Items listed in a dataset
====

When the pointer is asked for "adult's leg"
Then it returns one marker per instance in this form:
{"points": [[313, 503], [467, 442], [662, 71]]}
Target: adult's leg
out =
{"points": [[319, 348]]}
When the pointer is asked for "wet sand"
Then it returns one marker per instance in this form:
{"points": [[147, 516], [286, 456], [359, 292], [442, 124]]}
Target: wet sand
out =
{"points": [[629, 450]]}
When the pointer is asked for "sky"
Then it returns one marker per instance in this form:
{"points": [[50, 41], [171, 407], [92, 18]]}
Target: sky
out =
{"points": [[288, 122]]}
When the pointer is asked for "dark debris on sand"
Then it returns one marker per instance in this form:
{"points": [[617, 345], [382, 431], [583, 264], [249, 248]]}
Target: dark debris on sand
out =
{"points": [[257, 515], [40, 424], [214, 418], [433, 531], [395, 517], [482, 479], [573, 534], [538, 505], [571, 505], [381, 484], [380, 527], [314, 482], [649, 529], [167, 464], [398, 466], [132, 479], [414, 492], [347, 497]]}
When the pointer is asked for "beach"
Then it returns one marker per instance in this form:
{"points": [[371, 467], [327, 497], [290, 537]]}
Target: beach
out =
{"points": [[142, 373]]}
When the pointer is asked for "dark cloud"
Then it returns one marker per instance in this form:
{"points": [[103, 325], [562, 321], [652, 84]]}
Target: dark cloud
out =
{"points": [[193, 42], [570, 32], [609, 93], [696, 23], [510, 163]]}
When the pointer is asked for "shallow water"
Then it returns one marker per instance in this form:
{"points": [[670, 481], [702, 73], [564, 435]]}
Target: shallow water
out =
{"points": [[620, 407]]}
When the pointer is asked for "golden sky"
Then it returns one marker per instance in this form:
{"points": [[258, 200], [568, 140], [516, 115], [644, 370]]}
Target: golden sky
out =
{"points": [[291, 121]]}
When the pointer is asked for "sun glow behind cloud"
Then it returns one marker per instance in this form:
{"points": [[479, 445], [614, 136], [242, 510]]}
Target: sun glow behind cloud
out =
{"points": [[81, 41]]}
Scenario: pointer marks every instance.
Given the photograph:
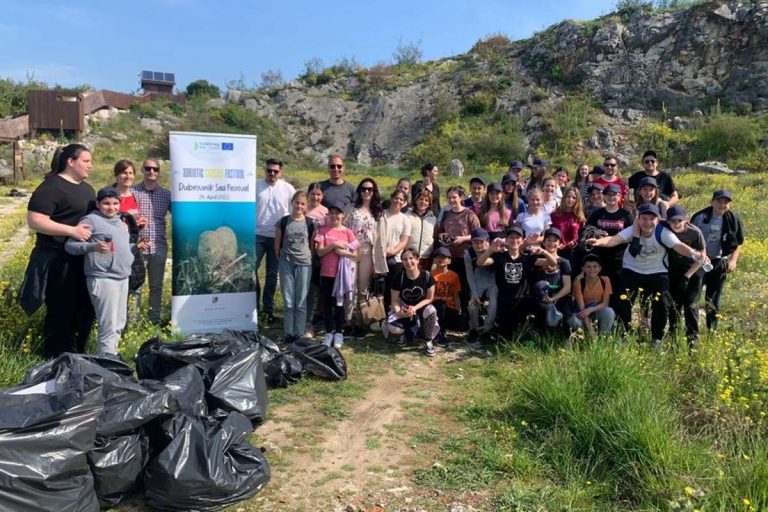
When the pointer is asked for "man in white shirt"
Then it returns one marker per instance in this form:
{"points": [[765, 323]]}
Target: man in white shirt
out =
{"points": [[273, 202]]}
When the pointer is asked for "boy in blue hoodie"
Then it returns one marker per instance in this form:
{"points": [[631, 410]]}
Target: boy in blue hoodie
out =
{"points": [[108, 261]]}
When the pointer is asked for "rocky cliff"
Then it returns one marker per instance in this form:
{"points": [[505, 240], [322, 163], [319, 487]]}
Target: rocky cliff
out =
{"points": [[630, 63]]}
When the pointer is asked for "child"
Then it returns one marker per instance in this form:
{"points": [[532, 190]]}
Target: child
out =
{"points": [[412, 311], [592, 293], [512, 269], [333, 243], [447, 299], [482, 284], [108, 260], [293, 234]]}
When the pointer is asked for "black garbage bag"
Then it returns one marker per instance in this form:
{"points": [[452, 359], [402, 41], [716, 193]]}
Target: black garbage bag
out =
{"points": [[282, 370], [319, 360], [230, 364], [44, 438], [206, 465], [117, 464]]}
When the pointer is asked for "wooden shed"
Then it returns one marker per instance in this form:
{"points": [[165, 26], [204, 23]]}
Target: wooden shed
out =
{"points": [[56, 110]]}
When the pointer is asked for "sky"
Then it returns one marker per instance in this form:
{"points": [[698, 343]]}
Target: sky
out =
{"points": [[106, 43]]}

====

■ **AIM OF THE EXERCISE**:
Only the text of the entries above is to be given again, exactly, with the pictures left out.

■ **SOLUTION FOR THIS TASK**:
When the pointer is asked for "adult's leg"
Then it returns one marker per instance in this form:
{"points": [[313, 503], [467, 442], [662, 71]]}
Target: adult's leg
out =
{"points": [[319, 348]]}
When the pointer is asked for "wet sand"
Then it returns one marker per instance in this form:
{"points": [[147, 516], [286, 456], [359, 292], [442, 124]]}
Target: wet sand
out =
{"points": [[629, 450]]}
When the pointer is asked for "sky"
Then it returns one marker per instance in this form:
{"points": [[50, 41], [171, 407], [92, 18]]}
Target: sky
out =
{"points": [[288, 122]]}
When the pointer is asked for "dark debris on sand"
Then it returns one marker per instance in this form:
{"points": [[617, 345], [382, 431], [583, 264], [249, 248]]}
Target: dark debris on sand
out =
{"points": [[257, 515], [40, 424], [214, 418], [433, 531], [395, 517], [482, 479], [573, 534], [538, 505], [571, 505], [381, 484], [380, 527], [314, 482], [649, 529], [167, 464], [398, 466], [132, 479], [414, 492], [347, 497]]}
When the pointer is asked for "beach"
Then it returns one marker per instance in this form:
{"points": [[371, 467], [327, 497], [290, 537]]}
Target: beach
out =
{"points": [[142, 373]]}
When the pointer is asked for "dark cloud"
Then it returns one marker per instance in this form:
{"points": [[103, 325], [562, 321], [652, 84]]}
Target: dark cloud
out =
{"points": [[193, 42], [570, 32], [609, 93], [696, 23], [510, 163]]}
When the pointer is asked for "shallow water"
Then it returns one marker per instance in this form:
{"points": [[670, 481], [702, 73], [564, 435]]}
Target: shallow water
out =
{"points": [[620, 407]]}
When the pointer is asked for "golden sky"
Then it returns one marker per instance in this form:
{"points": [[258, 200], [568, 140], [516, 115], [644, 370]]}
Target: golden sky
out =
{"points": [[291, 121]]}
When the pointer is asked for "sun glow behind cloud"
Then it returns one marker per instance in this form:
{"points": [[479, 445], [614, 136], [242, 510]]}
Target: sun glow behind cloud
out =
{"points": [[81, 41]]}
Scenario: pointer marks every instance.
Given the photograph:
When the pointer is asked for "man in white shirt"
Then it returns one marker per instance in this form:
{"points": [[765, 323]]}
Target: man in white shirt
out =
{"points": [[273, 202]]}
When the pointer is asked for "boy in blue hoodie"
Then it returns one marker per instance in this form:
{"points": [[631, 410]]}
Target: boy in blue hoodie
out =
{"points": [[108, 261]]}
When the pointer is asked for "rocky cliff"
Then it returns one marker per instance in this form:
{"points": [[505, 240], [322, 163], [319, 487]]}
Target: rocky cliff
out =
{"points": [[630, 63]]}
When the pointer is asked for "child"
Then it returns one marker per instance in this form:
{"points": [[532, 190]]}
Target: child
out =
{"points": [[412, 311], [592, 293], [512, 269], [333, 243], [447, 299], [482, 284], [108, 260], [293, 234]]}
When the pointer is asked for "black garbage bag"
Then it returns one marker per instance in this form:
{"points": [[452, 359], [402, 41], [716, 193]]}
Target: black garbage bag
out =
{"points": [[282, 370], [319, 360], [230, 364], [44, 438], [206, 465], [117, 464]]}
When the pointer is asked for "wooden shed"
Then it returns one marker per instance in this form:
{"points": [[165, 26], [204, 23]]}
Target: wooden shed
out =
{"points": [[56, 110]]}
When the pointer is asked for "sky"
Then it returns one marker per instance in this form:
{"points": [[698, 343]]}
Target: sky
out =
{"points": [[106, 43]]}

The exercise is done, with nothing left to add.